> Written exercise:
Each line below should be reproduced without any alteration.

> Stored items:
--- START ---
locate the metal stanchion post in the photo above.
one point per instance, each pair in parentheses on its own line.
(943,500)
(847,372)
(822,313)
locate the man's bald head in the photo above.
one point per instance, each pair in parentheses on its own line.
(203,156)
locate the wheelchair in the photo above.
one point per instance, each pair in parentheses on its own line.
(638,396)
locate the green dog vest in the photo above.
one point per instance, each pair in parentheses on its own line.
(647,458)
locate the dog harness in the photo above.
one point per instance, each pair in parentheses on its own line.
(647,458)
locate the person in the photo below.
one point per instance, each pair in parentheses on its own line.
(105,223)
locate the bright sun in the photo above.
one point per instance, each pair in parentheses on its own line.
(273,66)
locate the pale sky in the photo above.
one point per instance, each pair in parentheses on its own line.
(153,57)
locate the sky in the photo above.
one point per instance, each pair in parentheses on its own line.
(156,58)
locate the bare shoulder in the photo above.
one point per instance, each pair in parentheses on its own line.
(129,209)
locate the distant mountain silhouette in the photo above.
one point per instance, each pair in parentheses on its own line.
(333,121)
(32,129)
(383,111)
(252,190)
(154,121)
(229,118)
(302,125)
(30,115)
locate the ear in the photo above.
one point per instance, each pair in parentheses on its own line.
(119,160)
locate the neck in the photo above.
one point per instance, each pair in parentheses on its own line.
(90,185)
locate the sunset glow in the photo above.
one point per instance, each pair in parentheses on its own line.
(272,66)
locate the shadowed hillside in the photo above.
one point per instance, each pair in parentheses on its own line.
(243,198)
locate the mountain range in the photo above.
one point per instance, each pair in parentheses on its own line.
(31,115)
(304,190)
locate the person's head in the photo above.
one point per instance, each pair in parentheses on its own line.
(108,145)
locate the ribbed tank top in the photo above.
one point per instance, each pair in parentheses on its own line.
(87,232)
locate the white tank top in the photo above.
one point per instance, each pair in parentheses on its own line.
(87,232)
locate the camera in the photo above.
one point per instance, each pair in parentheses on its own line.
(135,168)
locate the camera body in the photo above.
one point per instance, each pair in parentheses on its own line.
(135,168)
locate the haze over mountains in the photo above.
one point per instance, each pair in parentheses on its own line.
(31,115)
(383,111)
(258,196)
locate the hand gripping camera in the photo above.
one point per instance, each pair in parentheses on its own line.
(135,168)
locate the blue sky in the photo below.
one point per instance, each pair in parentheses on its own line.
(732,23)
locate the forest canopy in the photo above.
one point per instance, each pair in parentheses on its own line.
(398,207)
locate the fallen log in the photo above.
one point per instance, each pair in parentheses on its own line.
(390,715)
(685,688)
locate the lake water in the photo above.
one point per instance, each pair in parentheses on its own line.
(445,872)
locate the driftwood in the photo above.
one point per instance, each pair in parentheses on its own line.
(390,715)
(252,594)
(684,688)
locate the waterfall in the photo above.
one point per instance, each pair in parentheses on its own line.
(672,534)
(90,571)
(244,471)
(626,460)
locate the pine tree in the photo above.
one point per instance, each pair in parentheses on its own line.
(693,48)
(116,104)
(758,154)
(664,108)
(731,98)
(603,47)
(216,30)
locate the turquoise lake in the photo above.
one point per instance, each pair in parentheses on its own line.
--- END ---
> Answer to the task:
locate the metal stanchion post in the photo above.
one point per instance, each pair in parentheses on its own line.
(943,500)
(847,372)
(822,313)
locate the man's bald head in the photo above.
one point per instance, each pair in parentheses on its own line.
(203,156)
locate the wheelchair in the photo above.
one point per instance, each pair in parentheses on its own line.
(638,396)
locate the green dog vest in the photo above.
one point per instance, each pair in parentheses on its own line.
(647,458)
locate the dog harness in the photo above.
one point per instance, each pair in parentheses on its own line.
(647,458)
locate the person in the photo below.
one point per instance, each pair in parentheses on its own line.
(105,223)
locate the bright sun in the photo above.
one point per instance, each pair in parentheses on its own line.
(273,66)
locate the pale sky in the photo above.
one point per instance, each pair in parentheses on its own line.
(153,57)
locate the sky in the photo above.
one point per instance, each pair in parentheses on its own line.
(156,58)
locate the bare shoulder in the photo above.
one point per instance, each pair in parentheses on its own line.
(129,209)
locate the distant mountain silhouette in the photo above.
one point per instance, each pair in parentheses on its own line.
(333,121)
(32,129)
(383,111)
(252,190)
(154,121)
(229,118)
(302,125)
(30,115)
locate the ear in the photo above.
one point per instance, each pair in parentheses on its own line.
(119,160)
locate the neck in the photo above.
one point per instance, each pair in parentheses on its own line.
(90,185)
locate the sunset glow in the photo above.
one point per instance, each pair in parentheses on its own line.
(272,66)
locate the shadowed hillside in the photo above.
one point per instance, each pair in parentheses on its own line.
(243,198)
locate the mountain range in the photo above.
one point per instance, each pair in parentheses on its own line.
(31,115)
(304,190)
locate the person's head in the photo above.
one point per instance, each pair in parentheses on its own line.
(108,145)
locate the ribbed tank top in the photo above.
one point per instance, each pair in parentheses on its own line.
(87,232)
locate the white tank top in the photo above.
one point per instance, each pair in parentheses on its own line.
(87,232)
locate the camera in the photo above.
one point per instance, each pair in parentheses on its own line.
(135,168)
locate the camera body in the photo above.
one point per instance, each pair in parentheses on its own line.
(135,168)
locate the haze over mountains in the photo above.
one point per instance, each pair in parentheses on its own line.
(31,115)
(383,111)
(258,196)
locate the hand gripping camera in the photo above.
one point per instance, each pair in parentheses on its own line.
(135,168)
locate the blue sky in the photo below.
one point per instance, each pair in parentheses on its own line.
(732,23)
locate the forest canopy in the photo above.
one point per instance, each pair in parentheses on its own line.
(398,207)
locate the fallen log in the photo above.
one point per instance, each pair in parentheses on its own line.
(390,715)
(685,688)
locate the lake water in the photo above.
one point per instance, each pair in parentheses on its own line.
(445,872)
locate the driftwood in the photo above.
one point per instance, each pair in parentheses on its own line.
(390,715)
(252,594)
(684,688)
locate the waterfall in the photo above.
one point per instance, each pair in parentheses on its own line.
(672,534)
(90,571)
(244,471)
(626,460)
locate the pine tree in the photo above.
one point per instance, each pair in parentheses on its own line.
(693,48)
(116,104)
(758,154)
(664,108)
(731,98)
(603,47)
(216,30)
locate the turquoise lake in the photo above.
one point per instance, each pair in parentheses on its own line.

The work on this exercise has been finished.